__What to work on__:
Write out all entries word for word.

--*--

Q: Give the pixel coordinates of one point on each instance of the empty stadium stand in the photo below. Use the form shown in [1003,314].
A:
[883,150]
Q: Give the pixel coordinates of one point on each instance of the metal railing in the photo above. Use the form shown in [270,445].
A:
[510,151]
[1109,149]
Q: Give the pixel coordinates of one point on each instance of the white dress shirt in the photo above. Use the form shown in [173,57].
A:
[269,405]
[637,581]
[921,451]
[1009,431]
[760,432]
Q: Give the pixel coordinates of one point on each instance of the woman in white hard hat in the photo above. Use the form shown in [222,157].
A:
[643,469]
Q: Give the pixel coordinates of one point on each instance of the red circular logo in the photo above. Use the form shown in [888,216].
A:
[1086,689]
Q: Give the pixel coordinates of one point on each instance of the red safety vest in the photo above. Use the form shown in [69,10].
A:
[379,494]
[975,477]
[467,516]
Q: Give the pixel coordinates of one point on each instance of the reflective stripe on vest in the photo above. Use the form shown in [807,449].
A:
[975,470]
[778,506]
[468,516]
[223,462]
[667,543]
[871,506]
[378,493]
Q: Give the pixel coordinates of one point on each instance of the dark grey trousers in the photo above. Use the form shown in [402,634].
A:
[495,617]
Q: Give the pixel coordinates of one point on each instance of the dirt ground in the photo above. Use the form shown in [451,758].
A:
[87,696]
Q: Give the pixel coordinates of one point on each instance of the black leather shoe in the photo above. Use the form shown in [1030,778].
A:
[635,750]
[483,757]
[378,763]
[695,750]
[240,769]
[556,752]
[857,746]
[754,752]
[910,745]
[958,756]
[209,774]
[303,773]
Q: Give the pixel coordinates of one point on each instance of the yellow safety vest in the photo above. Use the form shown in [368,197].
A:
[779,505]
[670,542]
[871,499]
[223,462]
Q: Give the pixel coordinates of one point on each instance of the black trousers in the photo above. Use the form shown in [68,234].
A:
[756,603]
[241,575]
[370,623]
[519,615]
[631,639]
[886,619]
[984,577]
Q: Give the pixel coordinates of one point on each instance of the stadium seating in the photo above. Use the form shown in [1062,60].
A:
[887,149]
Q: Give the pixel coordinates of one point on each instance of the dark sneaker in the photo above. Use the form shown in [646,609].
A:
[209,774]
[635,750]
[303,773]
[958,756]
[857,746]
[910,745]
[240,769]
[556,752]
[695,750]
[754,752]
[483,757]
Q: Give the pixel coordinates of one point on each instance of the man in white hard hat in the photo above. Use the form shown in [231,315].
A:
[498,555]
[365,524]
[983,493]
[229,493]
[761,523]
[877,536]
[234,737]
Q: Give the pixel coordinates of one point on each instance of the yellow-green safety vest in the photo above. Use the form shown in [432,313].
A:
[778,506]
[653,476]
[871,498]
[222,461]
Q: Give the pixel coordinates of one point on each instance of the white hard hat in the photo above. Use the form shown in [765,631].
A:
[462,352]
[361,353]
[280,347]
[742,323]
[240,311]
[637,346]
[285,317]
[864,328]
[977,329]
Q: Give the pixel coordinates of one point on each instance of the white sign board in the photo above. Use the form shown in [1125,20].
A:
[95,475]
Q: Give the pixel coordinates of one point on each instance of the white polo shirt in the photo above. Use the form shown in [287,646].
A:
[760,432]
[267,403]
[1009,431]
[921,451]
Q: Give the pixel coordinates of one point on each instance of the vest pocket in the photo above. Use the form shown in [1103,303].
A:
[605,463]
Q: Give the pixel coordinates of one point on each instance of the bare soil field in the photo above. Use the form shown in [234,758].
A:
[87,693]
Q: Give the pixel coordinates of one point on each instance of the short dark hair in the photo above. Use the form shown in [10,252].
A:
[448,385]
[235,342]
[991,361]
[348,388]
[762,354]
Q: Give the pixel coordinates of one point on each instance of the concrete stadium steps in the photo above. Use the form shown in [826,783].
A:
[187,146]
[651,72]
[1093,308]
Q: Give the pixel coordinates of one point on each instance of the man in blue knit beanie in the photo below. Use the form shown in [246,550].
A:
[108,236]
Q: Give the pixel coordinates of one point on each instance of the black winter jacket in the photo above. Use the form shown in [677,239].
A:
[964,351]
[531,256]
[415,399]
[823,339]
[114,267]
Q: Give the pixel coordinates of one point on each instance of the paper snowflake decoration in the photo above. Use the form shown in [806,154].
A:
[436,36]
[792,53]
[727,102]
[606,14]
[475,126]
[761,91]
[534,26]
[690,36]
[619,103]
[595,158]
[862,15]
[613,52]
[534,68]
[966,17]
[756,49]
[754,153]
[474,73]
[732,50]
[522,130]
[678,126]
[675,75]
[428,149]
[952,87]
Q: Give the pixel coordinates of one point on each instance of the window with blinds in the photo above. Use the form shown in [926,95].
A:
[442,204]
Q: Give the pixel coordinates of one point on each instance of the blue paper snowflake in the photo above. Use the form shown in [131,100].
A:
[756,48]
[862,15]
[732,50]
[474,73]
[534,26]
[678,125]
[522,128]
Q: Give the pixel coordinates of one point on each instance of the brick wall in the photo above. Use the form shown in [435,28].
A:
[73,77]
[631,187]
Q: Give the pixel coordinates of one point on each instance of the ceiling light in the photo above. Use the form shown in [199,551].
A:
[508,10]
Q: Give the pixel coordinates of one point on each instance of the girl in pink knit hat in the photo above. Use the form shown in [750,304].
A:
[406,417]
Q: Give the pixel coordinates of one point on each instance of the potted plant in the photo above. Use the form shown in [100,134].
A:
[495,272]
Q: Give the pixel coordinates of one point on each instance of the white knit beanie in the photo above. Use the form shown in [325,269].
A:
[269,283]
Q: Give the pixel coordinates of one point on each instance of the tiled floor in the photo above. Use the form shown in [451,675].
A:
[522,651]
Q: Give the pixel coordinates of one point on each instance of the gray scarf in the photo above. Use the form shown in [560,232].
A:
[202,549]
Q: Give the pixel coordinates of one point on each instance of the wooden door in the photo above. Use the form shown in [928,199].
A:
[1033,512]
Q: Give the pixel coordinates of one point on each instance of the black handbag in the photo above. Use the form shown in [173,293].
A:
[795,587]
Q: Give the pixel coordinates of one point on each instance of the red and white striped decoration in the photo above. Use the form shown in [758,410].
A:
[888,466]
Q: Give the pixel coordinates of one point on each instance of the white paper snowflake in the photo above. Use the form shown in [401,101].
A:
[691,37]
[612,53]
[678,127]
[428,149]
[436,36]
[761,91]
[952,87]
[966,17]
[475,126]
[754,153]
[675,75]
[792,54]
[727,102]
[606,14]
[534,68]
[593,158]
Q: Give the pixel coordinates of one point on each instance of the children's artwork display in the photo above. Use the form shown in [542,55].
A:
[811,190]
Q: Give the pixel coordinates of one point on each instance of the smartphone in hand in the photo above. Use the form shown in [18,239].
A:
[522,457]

--*--

__Task output__:
Q: Give the pixel coordinates of one point on each instance of the empty stadium stand in the photo below. Use the form shown in [1003,314].
A:
[883,150]
Q: Give the pixel coordinates of one point on each instance of the metal railing in the photo above. Use the form shown in [270,445].
A:
[510,151]
[1109,149]
Q: Give the pixel coordinates of one point on each instance of the white dress shirt in the photo above. Use the form shown in [173,57].
A:
[269,405]
[637,581]
[921,451]
[1009,431]
[760,432]
Q: Give the pixel coordinates of one point on each instance of the woman in white hard hat in the photo above. Use the form shown in [222,157].
A:
[643,469]
Q: Give the pixel coordinates of one point on each instance of the red circular logo in the photo above. Use the form shown in [888,216].
A:
[1086,689]
Q: Give the pixel coordinates of one point on each instance of the red safety vest in the photo above. Use the form shown in [69,10].
A:
[379,494]
[975,477]
[467,516]
Q: Give the pixel coordinates of one point on each instance of the reflective stripe on vest in the photo above. Use the form shown in [807,449].
A:
[975,470]
[778,506]
[468,516]
[223,462]
[667,543]
[871,506]
[378,493]
Q: Give the pixel coordinates of one point on each instance of the dark grey trousers in the photo above. Use the form shown in [402,634].
A:
[495,617]
Q: Give the pixel coordinates of one point on each instance of the dirt ground in the photo above. Use the form shown in [451,758].
A:
[87,696]
Q: Give the pixel coordinates of one point on each instance of the black leather shoe in the photo above. Use the form shown in [1030,778].
A:
[635,750]
[483,757]
[378,763]
[695,750]
[240,769]
[556,752]
[857,746]
[754,752]
[910,745]
[958,756]
[209,774]
[303,773]
Q: Give the pixel coordinates of one point on each instance of the yellow safety vest in the photo above. Use the form shown in [368,197].
A:
[779,505]
[670,542]
[871,499]
[223,462]
Q: Give the pixel coordinates of one point on each instance of the black trousers in the photo above. Use the form shown in [68,234].
A:
[756,603]
[241,575]
[370,623]
[519,615]
[631,639]
[886,619]
[984,577]
Q: Give the pixel coordinates of one point on each instance of the stadium seating in the photo above. Use the form shown in [1062,60].
A:
[887,149]
Q: Give the pixel coordinates of one point on each instance of the dark sneaker in the photo above. Use the form shown in [646,609].
A:
[209,774]
[635,750]
[303,773]
[958,756]
[857,746]
[910,745]
[240,769]
[556,752]
[695,750]
[754,752]
[483,757]
Q: Give the pixel coordinates of one point on each instance of the man in white hard hat in the photo above. Use the form shown in [231,315].
A:
[498,555]
[365,524]
[983,493]
[229,493]
[761,523]
[877,536]
[234,737]
Q: Give the pixel coordinates of one point on each instance of the yellow-green safety vest in the photo above. Use the form shown in [432,313].
A:
[778,506]
[653,476]
[871,498]
[222,461]
Q: Give the pixel coordinates of one point on each instance of the white hard hat in the photo above. Use the form shown in [765,631].
A:
[462,352]
[361,353]
[280,347]
[742,323]
[240,311]
[637,346]
[285,317]
[864,328]
[977,329]
Q: Give the pixel coordinates of one point on each instance of the white sign board in the photo above. Use the form shown in [1125,20].
A:
[95,475]
Q: Give the pixel coordinates of one point on each instance of the white polo shirt in the photo above. Use the form shown in [287,646].
A:
[760,432]
[267,403]
[1009,431]
[921,451]
Q: Give the pixel coordinates of one point on each instance of the vest pocket in the photo above. Use the form shown in [1103,303].
A:
[605,463]
Q: Give the pixel coordinates of one point on each instance of the bare soil field in the photo above. Use the form shown in [234,758].
A:
[87,693]
Q: Give the pixel coordinates of one point on each instance of the short dark hair in the photo above. Use the form shown in [10,252].
A:
[448,385]
[235,342]
[991,361]
[348,388]
[762,354]
Q: Give the pixel coordinates of one point on each instance of the concrete stadium steps in the photo above. Use the form shown in [826,783].
A:
[187,146]
[651,72]
[1093,308]
Q: Give the pixel coordinates of one point on each instance of the man in blue knit beanie in the photo below. Use the form shown in [246,550].
A:
[108,236]
Q: Give the pixel coordinates of one point on each instance of the black winter jacket in the photo above. Use the form shown in [677,239].
A:
[964,351]
[531,256]
[415,399]
[823,339]
[114,267]
Q: Give the pixel coordinates of one point on each instance of the paper snowflake decoration in the photo above. Use the form shown in [806,154].
A:
[436,36]
[792,53]
[727,102]
[606,14]
[475,126]
[761,91]
[534,26]
[690,36]
[619,103]
[595,158]
[862,15]
[613,52]
[534,68]
[966,17]
[756,49]
[754,153]
[474,73]
[732,50]
[522,130]
[678,126]
[675,75]
[428,149]
[952,87]
Q: Give the pixel coordinates of one point on each instance of the window with blinds in the photo above. Use the form shown in [926,95].
A:
[442,204]
Q: Give the pixel coordinates of one point on each instance of the blue paper snowflake in the photo above. Use the form shown in [131,100].
A:
[756,48]
[862,15]
[732,50]
[474,73]
[534,26]
[678,125]
[522,128]
Q: Give the pixel coordinates of one point on each instance of the brick wall in the photo above. Use the form shown in [435,28].
A:
[73,77]
[631,187]
Q: Give the pixel coordinates of one point on each instance of the ceiling light in the photo above. Use the form shown in [199,551].
A:
[508,10]
Q: Give the pixel coordinates of one point on each instance of the girl in pink knit hat in the photo above. Use the form shown in [750,304].
A:
[406,417]
Q: Give the pixel coordinates of one point on each instance of the potted plant in the photo above. Use the form shown in [100,134].
A:
[495,272]
Q: Give the pixel coordinates of one point on each instance of the white knit beanie in the photo above. Use the form shown in [325,269].
A:
[269,283]
Q: Give the pixel coordinates of one point on each instance of the tiled floor in the photo above. Use the form shown in [451,675].
A:
[522,651]
Q: Give the pixel coordinates of one point on each instance of the gray scarf in the photo above. Use the form shown in [560,232].
A:
[202,549]
Q: Give the pixel coordinates of one point on each instance of the wooden door in the photo above. Use the form shown in [928,199].
A:
[1033,512]
Q: Give the pixel coordinates of one point on each instance of the black handbag in the photo above. Use the form shown in [173,293].
A:
[795,587]
Q: Give the pixel coordinates of one point on each instance of the red and white striped decoration in the photo above. Use the form shown in [758,410].
A:
[888,466]
Q: Give the pixel coordinates of one point on each instance of the white paper snowflake in the photo above. Use the form shown in [401,101].
A:
[691,37]
[612,53]
[678,127]
[428,149]
[436,36]
[761,91]
[952,87]
[966,17]
[475,126]
[754,153]
[675,75]
[792,54]
[727,102]
[606,14]
[534,68]
[593,158]
Q: Give the pixel coordinates of one point on each instance of the children's artwork display in the photo above. Use the form shown in [542,55].
A:
[811,190]
Q: Give the pixel coordinates of one point on each instance of the smartphone in hand in the photo above. Use the form shown in [18,239].
A:
[522,457]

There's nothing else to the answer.